--- Material provided ---
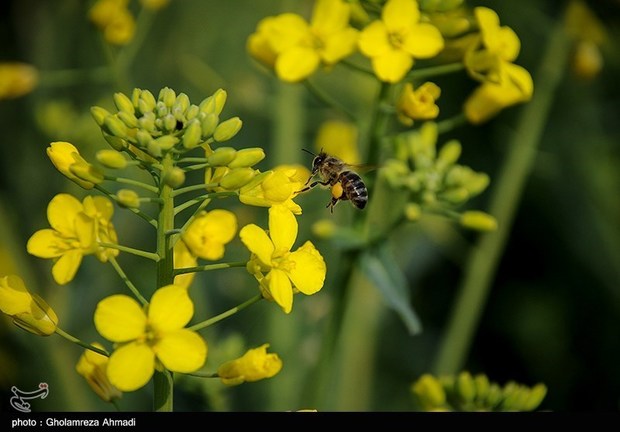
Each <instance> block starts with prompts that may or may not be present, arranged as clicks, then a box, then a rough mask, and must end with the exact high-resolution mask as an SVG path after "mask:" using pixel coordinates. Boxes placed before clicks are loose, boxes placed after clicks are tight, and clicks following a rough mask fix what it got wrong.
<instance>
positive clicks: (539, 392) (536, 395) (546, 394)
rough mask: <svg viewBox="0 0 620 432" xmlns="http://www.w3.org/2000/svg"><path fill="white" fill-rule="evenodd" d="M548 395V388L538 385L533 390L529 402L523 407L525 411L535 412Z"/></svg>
mask: <svg viewBox="0 0 620 432" xmlns="http://www.w3.org/2000/svg"><path fill="white" fill-rule="evenodd" d="M546 395H547V386H545V385H544V384H536V385H535V386H534V387H532V388H531V390H530V394H529V396H528V398H527V401H526V402H525V403H524V405H523V410H524V411H533V410H535V409H536V408H538V406H539V405H540V404H541V403H542V401H543V399H544V398H545V396H546Z"/></svg>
---
### Action item
Reproduce every line of the items above word for word, leaving out the pictures.

### Answer space
Each <instance> block starts with prompts that may or may not be present, arranged as clicks, then a box, then a rough mask, and must end with the exact high-resolution mask as an SVG path after "mask:" using pixel coordinates. Boxes placed before clicks are loose, boxes placed after clicks are tight, and clicks following a rough mask fix what it got wrong.
<instance>
positive clicks: (539, 392) (536, 395) (546, 394)
rough mask: <svg viewBox="0 0 620 432" xmlns="http://www.w3.org/2000/svg"><path fill="white" fill-rule="evenodd" d="M548 395V388L538 385L533 390L529 402L523 407L525 411L535 412Z"/></svg>
mask: <svg viewBox="0 0 620 432" xmlns="http://www.w3.org/2000/svg"><path fill="white" fill-rule="evenodd" d="M546 395H547V386H545V385H544V384H536V385H535V386H534V387H532V388H531V390H530V394H529V396H528V398H527V401H526V402H525V403H524V405H523V410H524V411H533V410H535V409H536V408H538V406H539V405H540V404H541V403H542V401H543V399H544V398H545V396H546Z"/></svg>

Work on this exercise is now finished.